# 练习任务
(1) 把条目中所有含有字符串"white"的行逐一摘录出来，注意区分大小写。
(2) 接着那段讲中国绘画线描的短文往下写，从它的最后一句之后续起。

# 所给短文
================================

线描是中国绘画的一种重要造型手段,不管是中国画、壁画和民间绘画,都离不开线描这种至关重要的艺术语言。它是中国绘画塑造艺术形象的骨架,同时,线描本身又有特殊的独立的审美内涵和艺术价值。绘画线描和汉字书法有着紧密的联系,受到中国书法的启示和影响。中国绘画的线描有悠久的历史,在晚周和秦汉的帛画中线描已经很成熟,到了魏晋南北朝时又得到了发展,呈现出不同的风采。在以后的时代,随着绘画内容的扩展和塑造形象的逐渐深入,线描艺术也出现了多种多样的变化,所以美术史上曾有过“十八描”之说,其实也就是指线描丰富多姿,具有很强的表现力的意思。

================================

# 练习数据

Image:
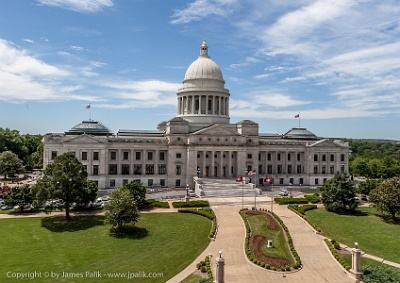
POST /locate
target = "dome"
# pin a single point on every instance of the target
(300, 133)
(204, 67)
(89, 127)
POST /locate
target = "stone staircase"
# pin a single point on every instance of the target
(226, 188)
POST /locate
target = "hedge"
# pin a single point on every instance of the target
(195, 203)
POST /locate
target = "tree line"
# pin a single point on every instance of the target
(374, 158)
(28, 149)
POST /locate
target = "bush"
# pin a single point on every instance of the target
(195, 203)
(291, 201)
(312, 198)
(302, 209)
(155, 203)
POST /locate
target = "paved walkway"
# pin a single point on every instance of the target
(319, 264)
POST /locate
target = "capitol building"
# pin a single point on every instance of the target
(199, 141)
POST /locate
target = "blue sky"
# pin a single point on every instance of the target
(337, 63)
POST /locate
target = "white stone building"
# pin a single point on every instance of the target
(199, 140)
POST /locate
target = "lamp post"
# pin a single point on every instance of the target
(244, 182)
(187, 192)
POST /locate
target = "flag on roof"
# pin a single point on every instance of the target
(268, 180)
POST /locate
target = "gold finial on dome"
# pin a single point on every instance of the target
(204, 49)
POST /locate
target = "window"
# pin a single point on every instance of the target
(137, 169)
(112, 169)
(162, 169)
(125, 155)
(149, 169)
(125, 169)
(96, 170)
(269, 169)
(113, 155)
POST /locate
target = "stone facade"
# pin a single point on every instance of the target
(199, 140)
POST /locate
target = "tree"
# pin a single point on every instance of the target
(339, 194)
(387, 197)
(138, 192)
(121, 209)
(368, 185)
(10, 164)
(63, 179)
(19, 196)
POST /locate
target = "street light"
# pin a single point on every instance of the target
(244, 182)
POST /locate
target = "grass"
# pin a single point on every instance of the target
(163, 243)
(258, 224)
(374, 235)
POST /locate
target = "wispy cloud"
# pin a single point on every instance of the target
(82, 6)
(200, 9)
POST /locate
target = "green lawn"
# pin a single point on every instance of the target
(373, 234)
(162, 243)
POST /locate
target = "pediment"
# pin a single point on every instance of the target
(216, 130)
(328, 143)
(85, 139)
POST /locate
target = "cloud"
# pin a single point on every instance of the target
(81, 6)
(141, 94)
(200, 9)
(24, 77)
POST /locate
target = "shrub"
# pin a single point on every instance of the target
(302, 209)
(291, 201)
(195, 203)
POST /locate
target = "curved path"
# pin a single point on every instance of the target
(319, 265)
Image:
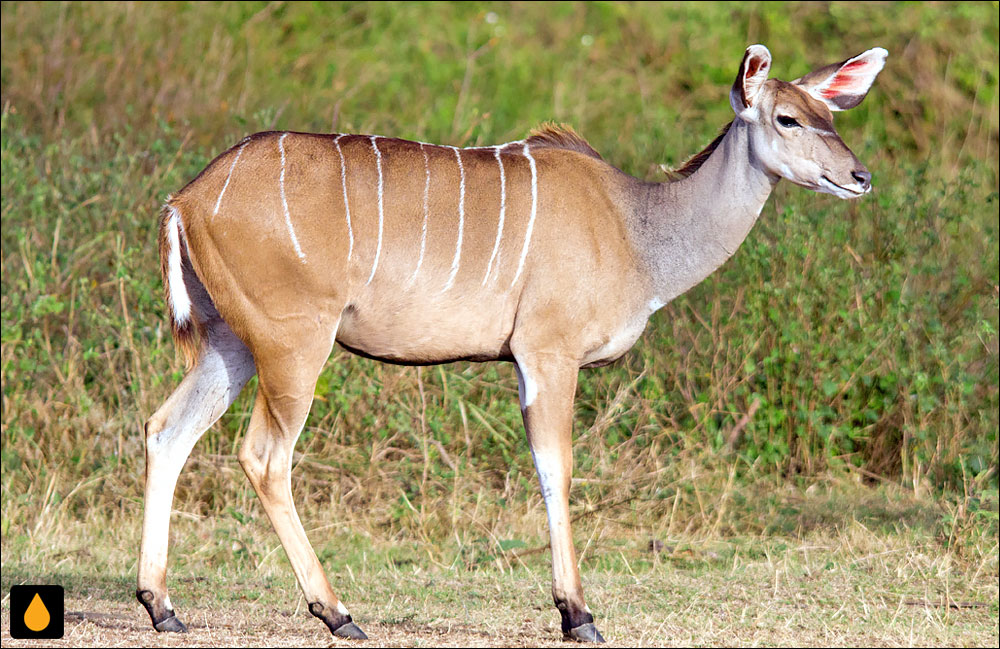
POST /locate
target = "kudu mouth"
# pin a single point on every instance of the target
(861, 186)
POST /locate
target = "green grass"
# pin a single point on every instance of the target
(865, 331)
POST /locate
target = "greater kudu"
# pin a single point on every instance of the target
(536, 252)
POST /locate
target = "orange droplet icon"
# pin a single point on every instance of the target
(36, 617)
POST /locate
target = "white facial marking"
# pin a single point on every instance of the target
(347, 206)
(527, 389)
(378, 248)
(284, 201)
(180, 301)
(503, 209)
(817, 131)
(229, 176)
(531, 219)
(423, 232)
(461, 220)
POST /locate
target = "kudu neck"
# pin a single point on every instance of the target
(685, 229)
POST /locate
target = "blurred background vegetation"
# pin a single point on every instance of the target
(845, 343)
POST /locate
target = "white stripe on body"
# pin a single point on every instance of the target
(378, 248)
(423, 232)
(503, 209)
(284, 201)
(531, 219)
(347, 206)
(461, 221)
(229, 176)
(180, 301)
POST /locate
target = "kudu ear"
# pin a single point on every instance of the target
(843, 85)
(753, 73)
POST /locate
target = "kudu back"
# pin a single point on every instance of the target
(536, 252)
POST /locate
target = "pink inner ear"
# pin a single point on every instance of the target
(852, 77)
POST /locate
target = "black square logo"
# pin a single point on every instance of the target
(36, 612)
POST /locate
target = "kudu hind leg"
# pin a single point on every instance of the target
(223, 367)
(283, 402)
(547, 386)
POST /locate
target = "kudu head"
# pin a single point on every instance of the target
(791, 124)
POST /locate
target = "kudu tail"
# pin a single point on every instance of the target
(176, 270)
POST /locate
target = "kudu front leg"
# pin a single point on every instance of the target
(547, 386)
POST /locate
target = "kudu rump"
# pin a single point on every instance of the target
(537, 252)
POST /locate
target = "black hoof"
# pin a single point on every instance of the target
(351, 631)
(171, 624)
(584, 633)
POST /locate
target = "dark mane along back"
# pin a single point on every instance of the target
(560, 136)
(698, 159)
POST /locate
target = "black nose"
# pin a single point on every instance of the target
(864, 177)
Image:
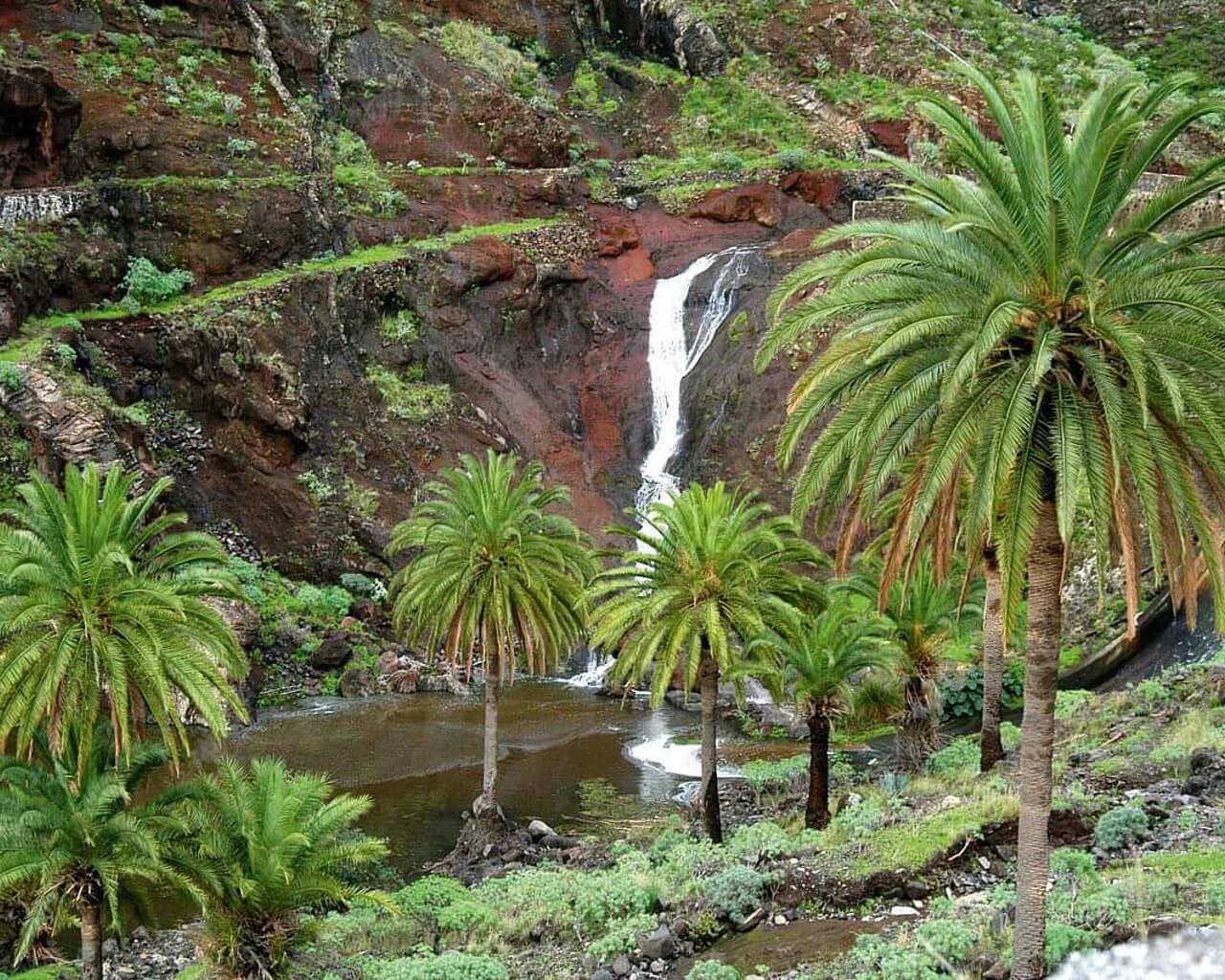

================================

# 练习答案
(1)
target = "white stone building"
target = "white facial marking"
target = "white stripe on body"

(2)
(右)莫66窟 观音菩萨 佚名  (左)莫172窟 观音菩萨 佚名

敦煌壁画继承了汉晋造型艺术的优秀传统线描技法,并进行了新的创造和发展。研究敦煌壁画的创造过程,同研究和掌握壁画线描的特色是分不开的。从壁画线描的功能讲,有起稿线、定形线、提神线和装饰线。起稿线是指壁画作品第一步起稿中用粗略的线描勾画出所绘物象的大概形象。然后要对每个物象进行准确、肯定、细致和深入的描绘,这次线描就是定形线。这道线一描,形象就不能再改动了,所以定形线就要特别讲究,不能草率。一千年间的敦煌壁画有三种不同形态的定形线:早期,即十六国北朝时代,主要为铁线描;中期,即隋唐时代,主要为兰叶描,晚期,即五代、宋、西夏、元时代,主要为折芦描和以多种线描塑造同一物象的灵活多变描法。第三种功能线是提神线,是在壁画定形上色后,或因色彩覆盖后底线模糊不清,或因一些重要部位需要强调,以及人物头部开脸传神等而用较深的墨线再一次精确的刻划。提神线有画龙点睛的作用,也是一道关键性的工序,与作品成败关系密切。此外,为了使画面丰富有变化,有些形象需要用多层线描来充实和装饰,这就是装饰线,一般在图案、器具和服饰上用的较多。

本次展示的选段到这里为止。